- _Try it_:
What you return must match the data below exactly, minus any pictures.

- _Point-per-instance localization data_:
▬▬▬
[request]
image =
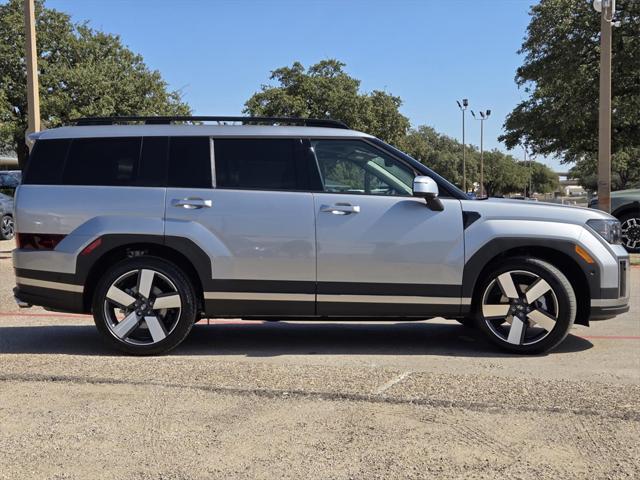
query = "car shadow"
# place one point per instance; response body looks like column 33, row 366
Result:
column 272, row 339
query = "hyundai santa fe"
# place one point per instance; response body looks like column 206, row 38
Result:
column 151, row 224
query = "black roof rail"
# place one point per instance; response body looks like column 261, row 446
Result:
column 162, row 120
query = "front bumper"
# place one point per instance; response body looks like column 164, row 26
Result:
column 614, row 301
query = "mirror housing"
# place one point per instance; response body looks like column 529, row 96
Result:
column 425, row 187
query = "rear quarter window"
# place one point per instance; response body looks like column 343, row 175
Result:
column 103, row 161
column 46, row 162
column 123, row 161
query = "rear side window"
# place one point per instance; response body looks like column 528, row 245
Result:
column 264, row 164
column 46, row 162
column 190, row 162
column 103, row 161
▬▬▬
- _Answer to this task_:
[request]
image =
query = "car shadow"
# place one point per instance; response body looks like column 33, row 366
Result:
column 272, row 339
query = "hyundai santa fe"
# place one point per instance; response body looks like column 206, row 38
Result:
column 151, row 224
query = "black roof rail"
# place one point per instance; response body looks like column 261, row 446
Result:
column 162, row 120
query = "front bumper"
# place one point per instance; response body looks like column 164, row 26
Result:
column 614, row 301
query = "mirror housing"
# place one point per instance; response body looks like column 529, row 96
Result:
column 425, row 187
query = "rear quarter window"
# place one point per instance; response body looks like column 343, row 175
Result:
column 103, row 161
column 46, row 162
column 123, row 161
query = "rear side window"
# place one point per instance; response body looks like column 528, row 245
Result:
column 264, row 164
column 46, row 162
column 190, row 162
column 103, row 161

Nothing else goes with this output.